What to produce: Transcribe every line of the listing below without any deviation.
**** Input material ****
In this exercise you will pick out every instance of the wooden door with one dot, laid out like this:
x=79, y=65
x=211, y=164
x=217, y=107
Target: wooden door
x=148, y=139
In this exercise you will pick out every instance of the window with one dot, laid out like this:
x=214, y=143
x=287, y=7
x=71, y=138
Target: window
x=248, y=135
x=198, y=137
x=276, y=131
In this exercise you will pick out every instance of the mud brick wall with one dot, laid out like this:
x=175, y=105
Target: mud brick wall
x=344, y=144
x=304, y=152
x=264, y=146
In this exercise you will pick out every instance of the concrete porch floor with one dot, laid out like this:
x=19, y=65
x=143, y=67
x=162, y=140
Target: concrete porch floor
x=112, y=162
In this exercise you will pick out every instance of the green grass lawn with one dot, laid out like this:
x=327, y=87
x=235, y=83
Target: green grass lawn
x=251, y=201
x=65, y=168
****
Reply:
In this exercise you will pick out every instance of the wooden door with one dot, laid out like this:
x=79, y=65
x=211, y=164
x=217, y=107
Target: wooden door
x=148, y=139
In this exercise you will pick out every instance of the window with one dot, laid out like this:
x=214, y=143
x=287, y=7
x=71, y=138
Target: window
x=248, y=135
x=198, y=137
x=276, y=131
In this exercise you will pick out every instance of the mud brick wall with one dot, laid out like this:
x=175, y=105
Target: mud brick wall
x=344, y=144
x=304, y=152
x=264, y=146
In this exercise you will pick out every instance of the concrete porch floor with one dot, laid out like this:
x=19, y=65
x=143, y=67
x=162, y=140
Target: concrete porch floor
x=112, y=162
In this exercise you will pick out every instance of the green grass lawn with one dot, laid out like this:
x=327, y=87
x=235, y=83
Target: green grass lawn
x=251, y=201
x=65, y=168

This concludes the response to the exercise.